[BEGIN Available data]

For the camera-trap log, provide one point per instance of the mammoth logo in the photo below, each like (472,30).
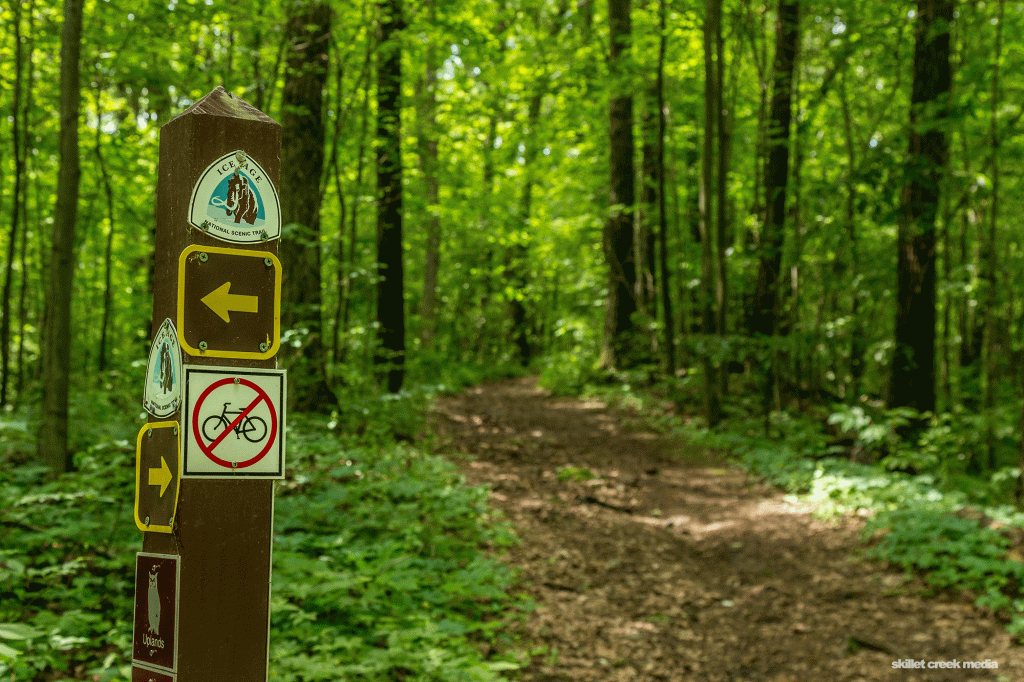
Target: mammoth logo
(241,201)
(236,201)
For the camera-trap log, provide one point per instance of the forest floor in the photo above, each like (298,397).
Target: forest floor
(673,564)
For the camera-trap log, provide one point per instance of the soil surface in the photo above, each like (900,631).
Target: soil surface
(651,560)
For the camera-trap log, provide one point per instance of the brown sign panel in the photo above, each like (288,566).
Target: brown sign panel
(156,633)
(228,302)
(157,476)
(139,674)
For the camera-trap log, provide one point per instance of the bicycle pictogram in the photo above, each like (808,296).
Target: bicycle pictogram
(252,427)
(232,423)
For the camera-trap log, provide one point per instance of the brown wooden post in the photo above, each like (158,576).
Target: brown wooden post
(218,283)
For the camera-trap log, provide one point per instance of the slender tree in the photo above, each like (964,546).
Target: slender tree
(776,175)
(15,217)
(663,225)
(912,379)
(712,28)
(617,237)
(56,322)
(993,216)
(390,298)
(302,129)
(429,166)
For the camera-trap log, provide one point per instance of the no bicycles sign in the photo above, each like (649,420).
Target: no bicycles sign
(233,423)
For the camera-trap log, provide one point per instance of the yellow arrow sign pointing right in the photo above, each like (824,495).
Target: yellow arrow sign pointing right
(222,301)
(161,476)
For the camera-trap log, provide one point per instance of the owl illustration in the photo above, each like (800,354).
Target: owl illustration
(154,603)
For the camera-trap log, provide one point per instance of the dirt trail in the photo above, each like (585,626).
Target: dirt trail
(673,565)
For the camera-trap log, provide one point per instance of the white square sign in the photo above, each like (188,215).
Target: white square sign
(233,423)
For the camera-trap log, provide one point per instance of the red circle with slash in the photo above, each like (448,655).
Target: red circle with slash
(261,396)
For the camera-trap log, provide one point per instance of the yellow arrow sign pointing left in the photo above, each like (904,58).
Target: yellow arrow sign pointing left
(222,301)
(161,476)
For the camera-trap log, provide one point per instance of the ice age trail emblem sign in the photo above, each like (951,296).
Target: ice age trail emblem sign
(163,376)
(235,201)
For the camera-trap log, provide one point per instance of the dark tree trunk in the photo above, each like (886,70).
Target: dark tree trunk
(56,320)
(429,166)
(303,134)
(663,239)
(390,300)
(15,206)
(712,28)
(104,326)
(777,168)
(645,256)
(913,358)
(518,253)
(764,318)
(619,227)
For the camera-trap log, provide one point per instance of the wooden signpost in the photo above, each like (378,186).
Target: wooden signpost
(207,461)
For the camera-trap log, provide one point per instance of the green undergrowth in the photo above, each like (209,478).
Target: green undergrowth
(924,513)
(383,561)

[END Available data]

What is being asked:
Reproduce every line of the source records above with "camera-trap log" replaced by "field survey log" wherever it appears, leaving everything else unchanged, and omit the pictures from your output.

Result of the exercise:
For the field survey log, provide one point per instance of the mammoth logo in the photo below, each like (472,30).
Target: mammoth logo
(241,201)
(236,201)
For the field survey log, provide one point per instance of the forest floor in the photo above, each like (298,397).
Target: forest floor
(673,564)
For the field survey log, provide one point per instance of the soil surface in the photo above, each like (900,631).
Target: soil surface
(651,560)
For the field survey log, provide one point per instance of the brown sign panel in the photo above, each like (288,566).
Target: brown sign panel
(156,633)
(228,302)
(157,476)
(139,674)
For the field survey log, provide one point per instance of the bicycle pictogram in the photo above, each like (808,296).
Target: bicycle pictogram
(252,427)
(232,423)
For the field survey log, provide one point per instance of the brown wooden post in the photo above, each like (158,576).
Target: brown wooden post
(218,283)
For the field survey log, provide one point per instance of the slender tree in the photo above, each like (964,546).
Target: slender tree
(776,175)
(15,217)
(663,225)
(912,379)
(712,28)
(617,237)
(56,322)
(993,216)
(390,298)
(302,129)
(429,166)
For the field survey log, provide one point per instance of the no bicycles sign in the photo above, each like (649,420).
Target: no bicycles sign
(233,423)
For the field survey log, provide one point per instance of the yellow arrow sign pointing right in the photo above, each like (824,495).
Target: yellow arrow sign pointing right
(222,301)
(161,476)
For the field survey log, provide one point per instance of the owl illustration in the photo above, each like (800,354).
Target: owl illustration
(154,603)
For the field survey log, provide one point per instance of the dirt trail in the photo above, each like (585,626).
Target: dirt trail
(673,565)
For the field survey log, provide one point per instance of the white square sign in the photo above, each like (188,215).
Target: white square sign
(233,423)
For the field survey log, provide one point per instance of the red circle with slash in the photo above, each like (448,655).
Target: red circle with slash
(261,396)
For the field survey log, provide one point per instance of the yellow arrow sign pointing left in the photo above, each like (904,58).
Target: yellow arrow sign pointing left
(222,301)
(161,476)
For the field survey log, provide one point per instance of the ice age trail emblem sign in the photo above, each like (951,296).
Target: ice age trail emblem sign
(163,376)
(235,201)
For the field survey log, provide one point per instance of the dark tree trunk in the photo above, each like (886,70).
Target: dark tree trunk
(56,320)
(429,166)
(303,134)
(663,239)
(390,300)
(15,206)
(712,28)
(104,326)
(777,168)
(645,256)
(913,358)
(518,253)
(764,318)
(619,227)
For the field survey log, provide one point per instance of the wooden signpost in the photo above, each like (378,186).
Target: wooden signpost
(207,461)
For the field survey log, provide one point per instance of the green undergrowth in the photo above, each like (209,478).
Target: green undergrowth
(924,513)
(383,561)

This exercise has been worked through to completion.